* _Written request_
Return every line in the rows below that contains the string "hose". Matching is case-sensitive.

* _Given data_

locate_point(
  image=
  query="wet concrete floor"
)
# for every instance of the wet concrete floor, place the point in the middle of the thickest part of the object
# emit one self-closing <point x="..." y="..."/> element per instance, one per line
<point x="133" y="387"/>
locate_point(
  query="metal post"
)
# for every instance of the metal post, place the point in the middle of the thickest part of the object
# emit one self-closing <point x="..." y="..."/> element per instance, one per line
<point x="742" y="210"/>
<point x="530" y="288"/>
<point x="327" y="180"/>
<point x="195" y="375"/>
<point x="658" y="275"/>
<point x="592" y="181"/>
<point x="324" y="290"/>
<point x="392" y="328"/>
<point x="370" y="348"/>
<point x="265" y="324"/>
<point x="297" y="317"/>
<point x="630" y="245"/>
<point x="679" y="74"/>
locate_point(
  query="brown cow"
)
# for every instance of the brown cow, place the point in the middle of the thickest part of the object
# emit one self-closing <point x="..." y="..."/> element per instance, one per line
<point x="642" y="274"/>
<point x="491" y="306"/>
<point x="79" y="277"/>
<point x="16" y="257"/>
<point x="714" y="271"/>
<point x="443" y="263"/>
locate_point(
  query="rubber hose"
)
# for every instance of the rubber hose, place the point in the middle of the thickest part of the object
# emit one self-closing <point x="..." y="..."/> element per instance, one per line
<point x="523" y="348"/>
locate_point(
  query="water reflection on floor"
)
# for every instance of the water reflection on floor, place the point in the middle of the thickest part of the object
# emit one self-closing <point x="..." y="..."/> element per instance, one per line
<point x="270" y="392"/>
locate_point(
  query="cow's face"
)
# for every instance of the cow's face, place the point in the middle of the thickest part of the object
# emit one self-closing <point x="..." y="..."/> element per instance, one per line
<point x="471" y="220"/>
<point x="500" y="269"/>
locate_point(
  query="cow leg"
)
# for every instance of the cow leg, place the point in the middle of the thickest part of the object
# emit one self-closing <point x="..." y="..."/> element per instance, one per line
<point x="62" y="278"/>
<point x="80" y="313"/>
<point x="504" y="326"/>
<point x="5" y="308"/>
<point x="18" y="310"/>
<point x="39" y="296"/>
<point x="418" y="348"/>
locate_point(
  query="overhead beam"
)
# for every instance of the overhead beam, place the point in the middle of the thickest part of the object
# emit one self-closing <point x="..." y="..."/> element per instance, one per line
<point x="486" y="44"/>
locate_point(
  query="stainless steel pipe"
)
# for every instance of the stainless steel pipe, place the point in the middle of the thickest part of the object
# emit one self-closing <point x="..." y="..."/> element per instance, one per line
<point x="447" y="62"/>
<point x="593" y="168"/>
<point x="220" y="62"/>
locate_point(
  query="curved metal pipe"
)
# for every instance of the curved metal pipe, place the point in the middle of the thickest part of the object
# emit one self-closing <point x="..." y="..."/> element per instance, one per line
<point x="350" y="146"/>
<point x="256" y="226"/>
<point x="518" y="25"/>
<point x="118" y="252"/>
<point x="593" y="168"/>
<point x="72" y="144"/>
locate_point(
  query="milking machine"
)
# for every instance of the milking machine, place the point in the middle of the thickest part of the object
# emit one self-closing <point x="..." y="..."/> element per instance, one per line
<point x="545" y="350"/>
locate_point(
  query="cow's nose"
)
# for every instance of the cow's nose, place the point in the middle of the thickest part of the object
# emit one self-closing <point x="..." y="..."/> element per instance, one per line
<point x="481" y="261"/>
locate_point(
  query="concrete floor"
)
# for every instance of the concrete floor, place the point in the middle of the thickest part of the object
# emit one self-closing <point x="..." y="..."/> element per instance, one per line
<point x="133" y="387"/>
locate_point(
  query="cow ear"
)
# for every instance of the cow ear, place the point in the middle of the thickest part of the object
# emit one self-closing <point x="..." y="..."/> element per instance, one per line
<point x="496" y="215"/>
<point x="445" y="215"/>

* _Response_
  query="rubber hose"
# for every instance of the rubber hose, place the point in the middle of the thickest part of the object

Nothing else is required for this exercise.